*RECORDS PROVIDED*.
★ ★ ★ ★

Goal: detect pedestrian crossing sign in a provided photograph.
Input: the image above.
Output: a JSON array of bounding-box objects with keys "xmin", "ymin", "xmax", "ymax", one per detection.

★ ★ ★ ★

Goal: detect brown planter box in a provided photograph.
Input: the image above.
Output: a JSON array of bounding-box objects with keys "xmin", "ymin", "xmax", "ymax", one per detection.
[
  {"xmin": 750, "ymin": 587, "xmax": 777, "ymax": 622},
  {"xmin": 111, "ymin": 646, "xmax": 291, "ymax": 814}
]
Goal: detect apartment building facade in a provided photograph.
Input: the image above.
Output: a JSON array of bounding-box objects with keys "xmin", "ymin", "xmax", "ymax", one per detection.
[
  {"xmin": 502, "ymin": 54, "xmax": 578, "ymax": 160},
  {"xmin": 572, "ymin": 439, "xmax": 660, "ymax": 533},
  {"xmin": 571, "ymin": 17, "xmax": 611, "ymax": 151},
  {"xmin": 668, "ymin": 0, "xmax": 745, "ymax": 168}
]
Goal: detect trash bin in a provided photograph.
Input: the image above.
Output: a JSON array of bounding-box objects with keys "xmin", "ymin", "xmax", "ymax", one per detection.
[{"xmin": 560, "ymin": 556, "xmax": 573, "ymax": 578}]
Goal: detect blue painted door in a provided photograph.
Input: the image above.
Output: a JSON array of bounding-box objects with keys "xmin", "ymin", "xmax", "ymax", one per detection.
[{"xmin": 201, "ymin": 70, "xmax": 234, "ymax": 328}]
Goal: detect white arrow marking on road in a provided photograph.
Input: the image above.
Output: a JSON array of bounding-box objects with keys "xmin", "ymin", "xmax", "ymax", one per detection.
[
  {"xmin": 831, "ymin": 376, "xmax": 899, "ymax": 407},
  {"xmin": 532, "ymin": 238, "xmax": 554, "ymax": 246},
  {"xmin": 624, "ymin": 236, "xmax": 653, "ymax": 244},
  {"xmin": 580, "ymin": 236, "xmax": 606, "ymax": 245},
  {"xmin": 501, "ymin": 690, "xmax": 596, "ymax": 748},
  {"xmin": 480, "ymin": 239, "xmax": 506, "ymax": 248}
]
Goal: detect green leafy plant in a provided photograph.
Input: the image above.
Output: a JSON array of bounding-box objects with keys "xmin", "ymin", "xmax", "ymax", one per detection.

★ ★ ★ ★

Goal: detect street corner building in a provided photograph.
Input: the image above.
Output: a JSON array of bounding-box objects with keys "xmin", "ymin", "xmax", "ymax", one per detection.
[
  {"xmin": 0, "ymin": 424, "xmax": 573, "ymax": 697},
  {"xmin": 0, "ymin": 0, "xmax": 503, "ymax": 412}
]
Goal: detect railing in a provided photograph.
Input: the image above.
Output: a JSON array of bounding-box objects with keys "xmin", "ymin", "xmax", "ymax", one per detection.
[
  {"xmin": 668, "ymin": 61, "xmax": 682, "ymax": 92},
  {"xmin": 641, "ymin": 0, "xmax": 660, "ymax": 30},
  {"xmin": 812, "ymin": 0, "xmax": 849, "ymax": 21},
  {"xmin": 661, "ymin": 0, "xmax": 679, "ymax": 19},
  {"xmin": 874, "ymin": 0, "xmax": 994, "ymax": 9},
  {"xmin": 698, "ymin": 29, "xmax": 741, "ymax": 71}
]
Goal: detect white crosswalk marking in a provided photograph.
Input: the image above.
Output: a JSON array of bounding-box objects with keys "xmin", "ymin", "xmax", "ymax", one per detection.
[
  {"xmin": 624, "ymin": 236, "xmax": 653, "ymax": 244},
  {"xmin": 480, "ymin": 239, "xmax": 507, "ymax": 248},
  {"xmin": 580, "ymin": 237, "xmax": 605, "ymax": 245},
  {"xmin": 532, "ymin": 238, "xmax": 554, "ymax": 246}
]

★ ★ ★ ★

The answer must consist of every line from the records above that holds "building".

Goal: detect apartment building facade in a provided photograph.
Goal: detect street corner building in a provided photograph.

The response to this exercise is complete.